### Instructions for the task
Pick out the lines below that include the string "hair".
[[ Records provided, beginning ]]
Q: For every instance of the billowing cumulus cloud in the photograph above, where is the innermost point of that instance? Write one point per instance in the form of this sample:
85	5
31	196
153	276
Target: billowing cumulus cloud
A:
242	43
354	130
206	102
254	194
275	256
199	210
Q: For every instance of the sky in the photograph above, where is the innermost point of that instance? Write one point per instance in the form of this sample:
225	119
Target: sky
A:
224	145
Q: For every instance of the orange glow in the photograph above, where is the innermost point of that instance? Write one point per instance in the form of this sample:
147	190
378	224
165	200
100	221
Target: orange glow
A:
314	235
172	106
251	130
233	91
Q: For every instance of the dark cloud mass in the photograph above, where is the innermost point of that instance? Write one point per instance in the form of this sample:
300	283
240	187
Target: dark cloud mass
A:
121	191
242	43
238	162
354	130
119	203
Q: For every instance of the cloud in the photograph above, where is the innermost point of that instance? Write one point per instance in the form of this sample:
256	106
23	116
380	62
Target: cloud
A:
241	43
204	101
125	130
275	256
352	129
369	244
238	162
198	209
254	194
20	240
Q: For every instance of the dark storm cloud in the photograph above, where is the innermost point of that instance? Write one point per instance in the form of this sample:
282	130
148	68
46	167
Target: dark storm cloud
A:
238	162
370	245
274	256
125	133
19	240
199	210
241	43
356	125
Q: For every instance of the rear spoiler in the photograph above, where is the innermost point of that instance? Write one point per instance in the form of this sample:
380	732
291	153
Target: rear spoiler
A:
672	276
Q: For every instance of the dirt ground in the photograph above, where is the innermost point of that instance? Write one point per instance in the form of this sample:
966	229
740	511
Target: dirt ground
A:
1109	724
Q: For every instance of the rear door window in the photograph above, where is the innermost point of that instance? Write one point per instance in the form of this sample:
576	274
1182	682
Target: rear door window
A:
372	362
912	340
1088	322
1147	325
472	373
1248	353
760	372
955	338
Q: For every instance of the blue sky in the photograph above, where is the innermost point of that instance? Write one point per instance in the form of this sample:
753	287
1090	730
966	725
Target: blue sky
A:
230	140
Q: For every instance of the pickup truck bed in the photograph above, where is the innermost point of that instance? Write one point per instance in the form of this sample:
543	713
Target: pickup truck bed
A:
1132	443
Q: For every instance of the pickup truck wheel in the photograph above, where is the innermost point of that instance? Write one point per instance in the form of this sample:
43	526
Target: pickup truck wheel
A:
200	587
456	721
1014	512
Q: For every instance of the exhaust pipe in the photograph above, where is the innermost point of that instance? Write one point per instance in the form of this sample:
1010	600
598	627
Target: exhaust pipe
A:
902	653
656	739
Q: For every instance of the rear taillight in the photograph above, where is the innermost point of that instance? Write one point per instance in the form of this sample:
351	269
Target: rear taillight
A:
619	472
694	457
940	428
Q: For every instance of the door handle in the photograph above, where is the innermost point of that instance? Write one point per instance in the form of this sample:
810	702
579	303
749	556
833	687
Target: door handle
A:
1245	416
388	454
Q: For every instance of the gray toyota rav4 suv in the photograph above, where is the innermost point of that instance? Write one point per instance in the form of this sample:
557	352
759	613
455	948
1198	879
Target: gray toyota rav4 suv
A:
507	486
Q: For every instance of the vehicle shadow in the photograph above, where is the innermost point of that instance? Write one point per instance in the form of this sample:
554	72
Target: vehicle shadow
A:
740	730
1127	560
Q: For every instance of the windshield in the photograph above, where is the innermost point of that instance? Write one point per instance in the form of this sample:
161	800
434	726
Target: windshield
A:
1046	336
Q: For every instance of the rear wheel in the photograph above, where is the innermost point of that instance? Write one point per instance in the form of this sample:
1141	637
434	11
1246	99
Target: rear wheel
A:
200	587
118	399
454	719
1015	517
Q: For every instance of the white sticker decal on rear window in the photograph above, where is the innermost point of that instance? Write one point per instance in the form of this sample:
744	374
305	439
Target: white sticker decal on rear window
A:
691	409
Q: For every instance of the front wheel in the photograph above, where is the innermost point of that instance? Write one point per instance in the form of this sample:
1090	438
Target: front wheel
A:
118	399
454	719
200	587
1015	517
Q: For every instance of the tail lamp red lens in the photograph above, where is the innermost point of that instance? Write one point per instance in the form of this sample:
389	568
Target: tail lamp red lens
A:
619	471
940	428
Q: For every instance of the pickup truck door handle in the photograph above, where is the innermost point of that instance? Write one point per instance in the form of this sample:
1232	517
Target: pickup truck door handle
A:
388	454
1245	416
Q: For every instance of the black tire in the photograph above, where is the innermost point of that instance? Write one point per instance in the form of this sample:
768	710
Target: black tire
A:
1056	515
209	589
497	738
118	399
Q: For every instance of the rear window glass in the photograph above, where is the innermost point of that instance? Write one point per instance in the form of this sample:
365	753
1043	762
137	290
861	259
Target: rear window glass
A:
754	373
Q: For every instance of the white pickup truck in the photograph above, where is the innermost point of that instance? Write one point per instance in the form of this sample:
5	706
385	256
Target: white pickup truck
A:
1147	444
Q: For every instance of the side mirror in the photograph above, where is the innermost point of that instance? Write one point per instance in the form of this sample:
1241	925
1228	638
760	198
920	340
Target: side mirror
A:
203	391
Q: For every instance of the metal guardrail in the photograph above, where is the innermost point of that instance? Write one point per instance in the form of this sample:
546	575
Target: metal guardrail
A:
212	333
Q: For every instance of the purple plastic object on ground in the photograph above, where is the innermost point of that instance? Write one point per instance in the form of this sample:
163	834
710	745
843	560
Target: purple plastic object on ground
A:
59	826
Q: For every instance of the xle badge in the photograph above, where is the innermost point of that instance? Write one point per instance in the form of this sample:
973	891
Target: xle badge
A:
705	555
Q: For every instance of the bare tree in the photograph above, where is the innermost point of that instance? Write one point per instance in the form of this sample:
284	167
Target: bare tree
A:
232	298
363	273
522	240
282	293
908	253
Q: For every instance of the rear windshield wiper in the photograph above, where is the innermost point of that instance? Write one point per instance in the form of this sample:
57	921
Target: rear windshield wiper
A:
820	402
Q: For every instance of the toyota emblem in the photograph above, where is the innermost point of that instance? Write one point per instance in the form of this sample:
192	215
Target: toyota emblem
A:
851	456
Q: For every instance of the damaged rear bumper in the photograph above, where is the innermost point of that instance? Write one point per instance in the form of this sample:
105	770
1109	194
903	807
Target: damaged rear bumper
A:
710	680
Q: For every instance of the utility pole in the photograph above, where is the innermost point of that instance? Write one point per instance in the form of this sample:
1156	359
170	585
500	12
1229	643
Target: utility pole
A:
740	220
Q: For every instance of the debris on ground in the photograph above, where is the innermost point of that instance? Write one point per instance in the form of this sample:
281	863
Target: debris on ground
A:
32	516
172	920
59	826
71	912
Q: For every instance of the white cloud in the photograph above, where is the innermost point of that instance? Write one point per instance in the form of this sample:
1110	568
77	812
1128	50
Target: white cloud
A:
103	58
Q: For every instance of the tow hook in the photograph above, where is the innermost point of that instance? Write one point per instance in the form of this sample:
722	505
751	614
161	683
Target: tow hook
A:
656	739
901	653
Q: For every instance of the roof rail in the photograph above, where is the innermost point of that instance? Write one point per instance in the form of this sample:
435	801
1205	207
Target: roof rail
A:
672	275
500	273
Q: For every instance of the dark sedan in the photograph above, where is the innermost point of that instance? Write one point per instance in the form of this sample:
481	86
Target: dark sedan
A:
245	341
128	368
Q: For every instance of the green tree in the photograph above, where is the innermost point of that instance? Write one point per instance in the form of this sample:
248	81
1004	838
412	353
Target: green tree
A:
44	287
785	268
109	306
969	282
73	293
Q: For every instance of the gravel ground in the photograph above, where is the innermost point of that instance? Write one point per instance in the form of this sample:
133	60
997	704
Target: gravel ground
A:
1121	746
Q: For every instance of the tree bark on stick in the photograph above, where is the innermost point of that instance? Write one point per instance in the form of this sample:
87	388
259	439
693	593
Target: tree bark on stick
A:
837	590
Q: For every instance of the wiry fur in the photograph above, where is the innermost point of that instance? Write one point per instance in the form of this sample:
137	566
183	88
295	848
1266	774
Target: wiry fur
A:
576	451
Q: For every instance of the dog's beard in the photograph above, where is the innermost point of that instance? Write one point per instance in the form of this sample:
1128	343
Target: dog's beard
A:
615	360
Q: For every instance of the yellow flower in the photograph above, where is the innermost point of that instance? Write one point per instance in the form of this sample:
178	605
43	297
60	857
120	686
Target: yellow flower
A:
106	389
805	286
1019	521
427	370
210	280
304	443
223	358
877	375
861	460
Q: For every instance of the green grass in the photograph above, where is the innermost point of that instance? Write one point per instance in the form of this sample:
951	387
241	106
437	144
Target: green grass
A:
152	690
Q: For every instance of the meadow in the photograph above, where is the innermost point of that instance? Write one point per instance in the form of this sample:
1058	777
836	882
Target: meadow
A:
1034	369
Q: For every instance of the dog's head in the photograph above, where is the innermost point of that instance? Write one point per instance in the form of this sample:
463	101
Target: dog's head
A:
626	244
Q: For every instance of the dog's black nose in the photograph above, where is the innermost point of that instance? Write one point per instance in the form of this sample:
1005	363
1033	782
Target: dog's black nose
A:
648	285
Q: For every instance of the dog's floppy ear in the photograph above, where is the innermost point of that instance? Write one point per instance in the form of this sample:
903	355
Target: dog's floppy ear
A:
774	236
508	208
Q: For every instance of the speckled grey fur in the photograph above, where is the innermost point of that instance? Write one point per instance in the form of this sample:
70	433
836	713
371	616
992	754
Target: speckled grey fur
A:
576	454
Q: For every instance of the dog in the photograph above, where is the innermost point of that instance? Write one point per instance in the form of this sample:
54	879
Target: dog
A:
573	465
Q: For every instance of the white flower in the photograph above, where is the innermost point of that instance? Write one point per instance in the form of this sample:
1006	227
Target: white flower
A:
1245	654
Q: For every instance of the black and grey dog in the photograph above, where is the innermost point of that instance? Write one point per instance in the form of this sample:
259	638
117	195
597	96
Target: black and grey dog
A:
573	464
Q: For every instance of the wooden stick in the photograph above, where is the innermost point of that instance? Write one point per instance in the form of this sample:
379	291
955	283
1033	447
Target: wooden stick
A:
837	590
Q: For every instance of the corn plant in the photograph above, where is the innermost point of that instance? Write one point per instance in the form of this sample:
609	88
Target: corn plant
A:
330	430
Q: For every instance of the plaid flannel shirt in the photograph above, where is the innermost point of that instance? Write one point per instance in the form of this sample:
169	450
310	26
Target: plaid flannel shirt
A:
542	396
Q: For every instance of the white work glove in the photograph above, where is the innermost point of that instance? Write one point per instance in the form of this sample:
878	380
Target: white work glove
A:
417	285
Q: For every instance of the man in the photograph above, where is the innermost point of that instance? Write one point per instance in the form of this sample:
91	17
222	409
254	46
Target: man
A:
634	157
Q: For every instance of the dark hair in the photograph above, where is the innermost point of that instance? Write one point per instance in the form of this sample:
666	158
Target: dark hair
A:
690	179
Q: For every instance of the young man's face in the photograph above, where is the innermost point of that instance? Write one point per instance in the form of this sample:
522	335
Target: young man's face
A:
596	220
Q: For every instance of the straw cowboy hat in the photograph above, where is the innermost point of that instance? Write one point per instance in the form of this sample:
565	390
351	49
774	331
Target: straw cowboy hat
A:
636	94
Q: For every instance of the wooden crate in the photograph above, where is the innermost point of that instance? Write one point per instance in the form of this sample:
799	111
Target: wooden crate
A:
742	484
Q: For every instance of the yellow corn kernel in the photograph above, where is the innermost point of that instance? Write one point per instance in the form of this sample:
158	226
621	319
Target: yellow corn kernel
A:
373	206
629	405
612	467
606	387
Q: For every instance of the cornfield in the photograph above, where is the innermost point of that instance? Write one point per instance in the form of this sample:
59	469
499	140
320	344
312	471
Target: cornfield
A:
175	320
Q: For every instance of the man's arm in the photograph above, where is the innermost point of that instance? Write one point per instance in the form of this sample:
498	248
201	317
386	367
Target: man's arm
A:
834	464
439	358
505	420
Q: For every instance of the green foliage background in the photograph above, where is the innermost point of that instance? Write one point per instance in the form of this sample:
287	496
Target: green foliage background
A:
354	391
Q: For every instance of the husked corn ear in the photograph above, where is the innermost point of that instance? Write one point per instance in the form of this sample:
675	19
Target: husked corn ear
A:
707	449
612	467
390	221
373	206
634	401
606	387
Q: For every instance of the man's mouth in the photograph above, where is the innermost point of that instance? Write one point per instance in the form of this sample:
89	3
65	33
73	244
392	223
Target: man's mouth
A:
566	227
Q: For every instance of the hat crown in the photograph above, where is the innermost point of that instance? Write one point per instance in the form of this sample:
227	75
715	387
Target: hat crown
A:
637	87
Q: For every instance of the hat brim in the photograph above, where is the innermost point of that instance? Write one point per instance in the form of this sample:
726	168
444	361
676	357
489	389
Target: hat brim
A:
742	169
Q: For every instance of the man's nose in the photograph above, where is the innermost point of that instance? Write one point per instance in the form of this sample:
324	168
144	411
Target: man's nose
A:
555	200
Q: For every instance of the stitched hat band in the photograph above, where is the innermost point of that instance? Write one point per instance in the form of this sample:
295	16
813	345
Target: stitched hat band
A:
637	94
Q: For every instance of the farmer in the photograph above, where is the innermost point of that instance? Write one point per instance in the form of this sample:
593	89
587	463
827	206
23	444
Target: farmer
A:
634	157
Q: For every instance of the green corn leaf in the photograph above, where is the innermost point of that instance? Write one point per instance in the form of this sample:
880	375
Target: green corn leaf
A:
[[ Records provided, end ]]
### Response area
Q: For every instance of the dark hair in the photograph above, where is the innermost point of that instance? Write one point per instance in the form of this sample:
Target: dark hair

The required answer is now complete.